[Start]

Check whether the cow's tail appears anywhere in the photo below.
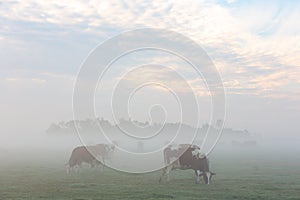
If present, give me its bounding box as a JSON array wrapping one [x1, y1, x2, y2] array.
[[65, 163, 71, 174]]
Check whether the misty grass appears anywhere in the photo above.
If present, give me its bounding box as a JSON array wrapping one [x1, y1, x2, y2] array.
[[0, 151, 300, 200]]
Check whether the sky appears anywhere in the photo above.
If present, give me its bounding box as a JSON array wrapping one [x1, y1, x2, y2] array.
[[0, 0, 300, 141]]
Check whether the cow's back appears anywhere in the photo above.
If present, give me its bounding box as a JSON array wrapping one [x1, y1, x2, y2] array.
[[69, 146, 95, 167]]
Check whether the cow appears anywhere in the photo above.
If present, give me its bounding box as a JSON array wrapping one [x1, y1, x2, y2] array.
[[164, 144, 200, 165], [159, 145, 215, 184], [66, 144, 114, 173]]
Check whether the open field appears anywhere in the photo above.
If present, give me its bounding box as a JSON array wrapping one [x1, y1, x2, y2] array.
[[0, 148, 300, 200]]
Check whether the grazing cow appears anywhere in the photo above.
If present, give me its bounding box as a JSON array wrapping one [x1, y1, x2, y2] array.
[[159, 145, 215, 184], [164, 144, 200, 165], [66, 144, 114, 172]]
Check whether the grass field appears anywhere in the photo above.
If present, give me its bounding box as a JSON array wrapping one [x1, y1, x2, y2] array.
[[0, 148, 300, 200]]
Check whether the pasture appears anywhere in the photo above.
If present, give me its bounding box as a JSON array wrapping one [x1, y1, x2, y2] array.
[[0, 150, 300, 200]]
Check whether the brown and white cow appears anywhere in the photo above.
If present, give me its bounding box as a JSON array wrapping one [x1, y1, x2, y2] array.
[[66, 144, 114, 172], [159, 145, 215, 184]]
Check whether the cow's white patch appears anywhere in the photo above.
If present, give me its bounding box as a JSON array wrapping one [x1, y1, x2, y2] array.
[[192, 149, 201, 156], [206, 172, 211, 184]]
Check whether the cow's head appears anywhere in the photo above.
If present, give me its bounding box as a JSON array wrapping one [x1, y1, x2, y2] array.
[[199, 171, 216, 184]]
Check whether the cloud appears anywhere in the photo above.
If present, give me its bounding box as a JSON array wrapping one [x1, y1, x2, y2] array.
[[0, 0, 300, 101]]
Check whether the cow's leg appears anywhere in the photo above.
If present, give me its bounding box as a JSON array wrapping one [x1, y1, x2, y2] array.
[[195, 170, 201, 184], [159, 165, 172, 183]]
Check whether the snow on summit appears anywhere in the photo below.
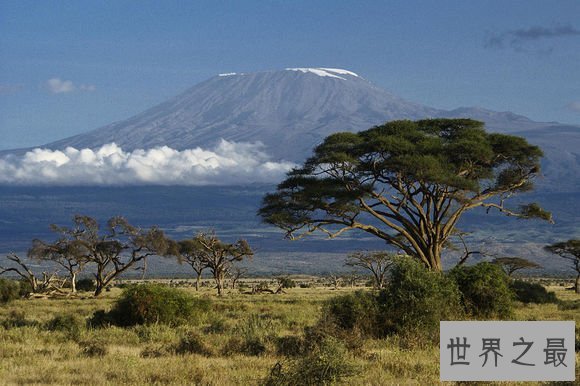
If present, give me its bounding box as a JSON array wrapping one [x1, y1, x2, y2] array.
[[286, 67, 359, 80]]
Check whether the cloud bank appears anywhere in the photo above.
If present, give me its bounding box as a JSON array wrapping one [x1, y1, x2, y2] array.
[[567, 101, 580, 113], [0, 139, 296, 186], [484, 25, 580, 52], [46, 78, 95, 94]]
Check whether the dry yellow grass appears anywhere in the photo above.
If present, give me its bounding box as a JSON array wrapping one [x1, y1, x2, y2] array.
[[0, 287, 580, 386]]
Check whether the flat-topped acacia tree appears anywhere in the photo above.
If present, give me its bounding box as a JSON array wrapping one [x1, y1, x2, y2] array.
[[258, 119, 552, 271], [36, 215, 171, 296]]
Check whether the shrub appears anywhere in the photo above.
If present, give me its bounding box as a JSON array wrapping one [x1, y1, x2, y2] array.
[[558, 299, 580, 311], [510, 280, 558, 304], [323, 291, 381, 335], [449, 263, 514, 319], [139, 345, 171, 358], [79, 340, 109, 357], [318, 258, 463, 350], [378, 258, 463, 344], [278, 277, 296, 288], [265, 338, 360, 385], [0, 310, 38, 330], [0, 279, 20, 303], [91, 284, 210, 326], [76, 278, 97, 292], [46, 314, 84, 339], [18, 279, 32, 298], [276, 335, 305, 357], [228, 314, 277, 356], [174, 331, 214, 356]]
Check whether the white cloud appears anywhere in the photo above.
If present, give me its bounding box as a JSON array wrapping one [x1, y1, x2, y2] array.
[[0, 140, 295, 186], [46, 78, 96, 94], [568, 101, 580, 113]]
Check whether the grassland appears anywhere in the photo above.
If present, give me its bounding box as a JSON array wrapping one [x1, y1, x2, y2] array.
[[0, 278, 580, 385]]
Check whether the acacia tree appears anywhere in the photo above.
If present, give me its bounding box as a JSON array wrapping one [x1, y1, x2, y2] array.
[[259, 119, 551, 271], [345, 251, 395, 289], [492, 257, 542, 277], [544, 239, 580, 294], [48, 215, 170, 296], [172, 239, 207, 291], [28, 235, 87, 293], [193, 232, 254, 296], [0, 253, 64, 293]]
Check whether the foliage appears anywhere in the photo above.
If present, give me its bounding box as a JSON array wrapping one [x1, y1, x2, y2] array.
[[36, 215, 171, 296], [168, 232, 254, 295], [93, 284, 210, 326], [545, 239, 580, 294], [0, 279, 20, 304], [77, 278, 97, 292], [492, 257, 542, 276], [46, 314, 85, 339], [322, 291, 381, 336], [450, 262, 514, 318], [259, 119, 551, 270], [276, 276, 296, 288], [79, 339, 109, 357], [318, 257, 463, 346], [510, 280, 558, 304], [345, 251, 396, 289], [378, 258, 463, 343], [174, 331, 214, 356], [265, 338, 360, 386], [228, 314, 276, 356]]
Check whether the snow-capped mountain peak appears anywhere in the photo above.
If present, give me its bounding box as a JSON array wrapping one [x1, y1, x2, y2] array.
[[286, 67, 359, 80]]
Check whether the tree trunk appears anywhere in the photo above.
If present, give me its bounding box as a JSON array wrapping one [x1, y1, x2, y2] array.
[[215, 274, 224, 296], [195, 273, 201, 291], [70, 272, 77, 294]]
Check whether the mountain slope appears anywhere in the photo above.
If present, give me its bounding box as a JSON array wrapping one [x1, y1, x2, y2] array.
[[13, 68, 580, 192], [48, 69, 439, 160]]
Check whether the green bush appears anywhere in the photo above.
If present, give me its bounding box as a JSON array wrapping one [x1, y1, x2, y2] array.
[[510, 280, 558, 304], [322, 291, 381, 335], [78, 340, 109, 357], [90, 284, 210, 326], [76, 278, 97, 292], [265, 337, 360, 386], [46, 314, 85, 339], [173, 331, 214, 357], [0, 279, 20, 303], [449, 263, 514, 319], [18, 279, 32, 298], [318, 258, 463, 349], [378, 258, 463, 344], [0, 310, 39, 330]]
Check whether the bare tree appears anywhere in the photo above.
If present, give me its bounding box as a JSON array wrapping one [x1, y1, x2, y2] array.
[[193, 232, 254, 296], [45, 215, 170, 296], [544, 239, 580, 294], [0, 253, 64, 293], [228, 266, 248, 289], [345, 251, 396, 289], [173, 239, 207, 291], [28, 237, 87, 293], [326, 273, 342, 290]]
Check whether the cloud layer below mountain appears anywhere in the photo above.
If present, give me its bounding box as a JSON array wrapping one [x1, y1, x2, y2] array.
[[0, 140, 295, 186]]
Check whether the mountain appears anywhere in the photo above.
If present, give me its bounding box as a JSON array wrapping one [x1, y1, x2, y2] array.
[[10, 68, 580, 191], [47, 69, 437, 161]]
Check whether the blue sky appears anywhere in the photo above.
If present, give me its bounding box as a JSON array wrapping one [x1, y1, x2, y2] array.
[[0, 0, 580, 149]]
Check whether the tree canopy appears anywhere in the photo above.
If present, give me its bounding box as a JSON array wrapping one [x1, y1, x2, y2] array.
[[545, 239, 580, 293], [259, 119, 552, 270]]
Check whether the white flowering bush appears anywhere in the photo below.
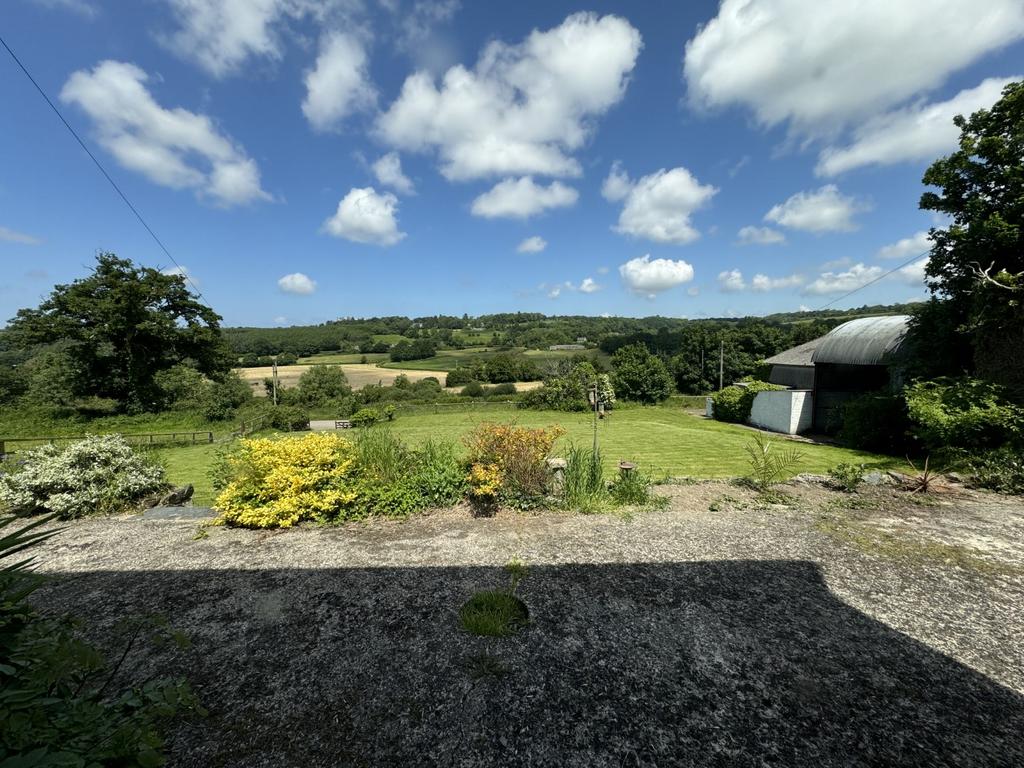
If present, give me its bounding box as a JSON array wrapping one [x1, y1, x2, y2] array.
[[0, 435, 167, 519]]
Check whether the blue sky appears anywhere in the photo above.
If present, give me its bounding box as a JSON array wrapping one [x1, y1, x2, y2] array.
[[0, 0, 1024, 326]]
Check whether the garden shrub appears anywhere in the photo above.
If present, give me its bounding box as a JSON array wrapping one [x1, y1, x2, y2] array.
[[905, 377, 1024, 451], [295, 366, 352, 407], [712, 381, 785, 424], [0, 435, 168, 520], [216, 432, 356, 528], [465, 423, 565, 506], [0, 518, 205, 768], [965, 447, 1024, 494], [839, 392, 914, 455]]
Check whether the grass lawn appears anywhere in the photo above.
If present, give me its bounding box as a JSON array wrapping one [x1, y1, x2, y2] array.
[[155, 406, 902, 504], [150, 443, 222, 507]]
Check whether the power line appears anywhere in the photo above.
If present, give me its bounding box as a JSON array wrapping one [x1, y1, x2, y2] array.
[[0, 36, 212, 309], [814, 251, 931, 312]]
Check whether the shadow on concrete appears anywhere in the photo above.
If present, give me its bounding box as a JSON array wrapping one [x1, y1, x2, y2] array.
[[37, 561, 1024, 768]]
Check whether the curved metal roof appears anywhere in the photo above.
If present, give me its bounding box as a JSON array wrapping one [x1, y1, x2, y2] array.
[[811, 314, 910, 366]]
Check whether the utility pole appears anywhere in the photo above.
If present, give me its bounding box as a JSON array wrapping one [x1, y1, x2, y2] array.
[[718, 339, 725, 391], [271, 355, 278, 406]]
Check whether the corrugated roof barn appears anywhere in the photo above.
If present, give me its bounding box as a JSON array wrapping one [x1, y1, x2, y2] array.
[[811, 314, 910, 366]]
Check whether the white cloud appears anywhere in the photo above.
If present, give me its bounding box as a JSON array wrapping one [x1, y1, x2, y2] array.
[[684, 0, 1024, 133], [373, 152, 416, 195], [0, 226, 43, 246], [324, 186, 406, 246], [815, 76, 1021, 176], [821, 256, 853, 271], [302, 32, 377, 131], [515, 234, 548, 253], [471, 176, 580, 219], [601, 160, 633, 203], [765, 184, 870, 232], [803, 263, 885, 295], [751, 273, 804, 293], [736, 226, 785, 246], [895, 256, 929, 286], [602, 167, 718, 245], [718, 269, 746, 293], [278, 272, 316, 296], [33, 0, 99, 18], [618, 254, 693, 299], [162, 0, 300, 77], [60, 60, 270, 206], [378, 13, 642, 180], [876, 231, 932, 259]]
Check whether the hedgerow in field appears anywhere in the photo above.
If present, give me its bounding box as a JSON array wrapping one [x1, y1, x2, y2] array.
[[0, 435, 167, 520]]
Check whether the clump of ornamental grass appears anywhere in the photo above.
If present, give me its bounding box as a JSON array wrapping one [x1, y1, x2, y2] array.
[[459, 558, 529, 637]]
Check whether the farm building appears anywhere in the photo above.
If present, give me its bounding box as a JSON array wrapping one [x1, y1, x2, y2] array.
[[751, 314, 910, 434], [811, 314, 910, 431], [765, 336, 824, 389]]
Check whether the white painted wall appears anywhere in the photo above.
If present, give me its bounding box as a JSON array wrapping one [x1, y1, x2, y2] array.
[[748, 389, 814, 434]]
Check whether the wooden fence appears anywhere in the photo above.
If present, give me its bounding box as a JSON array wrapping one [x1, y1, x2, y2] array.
[[0, 431, 213, 458]]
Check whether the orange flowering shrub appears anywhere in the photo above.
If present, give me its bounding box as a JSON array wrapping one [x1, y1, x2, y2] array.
[[465, 423, 565, 501]]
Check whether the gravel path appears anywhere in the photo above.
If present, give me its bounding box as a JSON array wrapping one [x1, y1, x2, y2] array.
[[29, 483, 1024, 768]]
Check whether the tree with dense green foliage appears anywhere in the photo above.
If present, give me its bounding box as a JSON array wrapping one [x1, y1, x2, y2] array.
[[912, 82, 1024, 396], [8, 253, 229, 411], [390, 339, 437, 362], [296, 366, 352, 406], [611, 344, 673, 403]]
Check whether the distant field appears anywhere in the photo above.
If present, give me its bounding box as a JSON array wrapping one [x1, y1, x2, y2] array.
[[238, 364, 445, 396], [381, 347, 607, 371], [159, 404, 903, 501], [298, 352, 390, 366]]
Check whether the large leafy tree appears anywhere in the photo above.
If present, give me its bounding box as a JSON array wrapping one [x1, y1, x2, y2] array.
[[919, 83, 1024, 387], [8, 253, 229, 411], [611, 344, 672, 403]]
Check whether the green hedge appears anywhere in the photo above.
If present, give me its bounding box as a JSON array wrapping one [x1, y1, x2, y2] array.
[[712, 381, 785, 424]]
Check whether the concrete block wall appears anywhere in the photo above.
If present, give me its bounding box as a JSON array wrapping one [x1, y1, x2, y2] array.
[[748, 389, 814, 434]]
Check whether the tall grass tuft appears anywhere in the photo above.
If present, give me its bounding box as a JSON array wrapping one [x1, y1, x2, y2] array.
[[562, 445, 608, 512], [355, 426, 412, 483]]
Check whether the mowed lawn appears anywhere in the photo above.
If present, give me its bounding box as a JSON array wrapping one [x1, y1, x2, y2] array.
[[156, 406, 904, 505]]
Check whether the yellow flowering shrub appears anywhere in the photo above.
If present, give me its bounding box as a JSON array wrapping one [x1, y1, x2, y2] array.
[[216, 432, 357, 528], [467, 464, 502, 501], [465, 423, 565, 501]]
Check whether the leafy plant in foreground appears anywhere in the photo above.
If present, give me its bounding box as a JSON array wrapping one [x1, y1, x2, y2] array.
[[828, 462, 864, 494], [0, 516, 205, 768]]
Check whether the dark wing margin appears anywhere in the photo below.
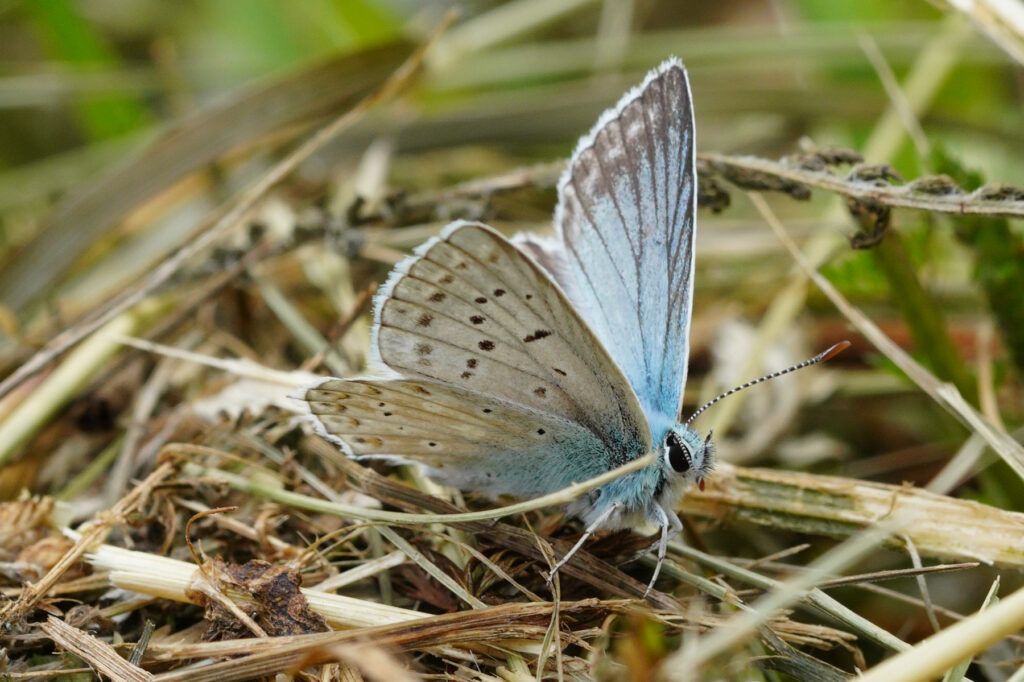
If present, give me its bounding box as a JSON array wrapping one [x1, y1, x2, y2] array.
[[555, 58, 696, 432]]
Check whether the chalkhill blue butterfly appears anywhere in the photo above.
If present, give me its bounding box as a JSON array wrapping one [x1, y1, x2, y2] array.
[[303, 58, 841, 585]]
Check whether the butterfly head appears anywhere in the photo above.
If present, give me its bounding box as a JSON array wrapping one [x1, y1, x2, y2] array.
[[662, 424, 715, 491]]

[End]

Exercise:
Retype the records starting at the line containing "Check whether the cow's head" and ending after the line containing "[[258, 119, 552, 271], [36, 215, 171, 296]]", leaving out any pictures.

Answer to the task:
Check whether the cow's head appears anywhere in the photo above.
If present, give me its bounding box as a JSON array wrapping one [x1, y1, x2, y2] array.
[[199, 171, 216, 184]]
Check whether the cloud appears anywhere in the photo above.
If present, give me its bounding box as a JSON array wrapping one [x1, y1, x2, y2] array.
[[0, 0, 300, 101]]
Check whether the cow's leg appears anywhere in the photo above.
If present, give me its bounding box as a JSON array wrapping one [x1, y1, x2, y2] array.
[[195, 170, 201, 184], [159, 165, 172, 183]]
Check whether the snow on summit appears anywhere in the photo below.
If present, give me its bounding box as a JSON array wrapping one [x1, y1, x2, y2] array.
[[286, 67, 359, 80]]
Check whether the cloud bank appears anywhere in the photo above.
If present, give me its bounding box as a JSON array wrapping one [x1, y1, x2, y2] array.
[[567, 101, 580, 113], [0, 139, 296, 186], [484, 25, 580, 52], [46, 78, 95, 94]]
Check whether the dry yellow grass appears anywhere in the photo above.
If present, give me its bounding box as a JSON array wrapping one [x1, y1, x2, y2] array.
[[0, 287, 580, 386]]
Check whether the flat-topped acacia tree appears anywhere in the photo above.
If present, give me its bounding box as a JSON array wrapping one [x1, y1, x2, y2] array.
[[258, 119, 552, 271], [36, 215, 171, 296]]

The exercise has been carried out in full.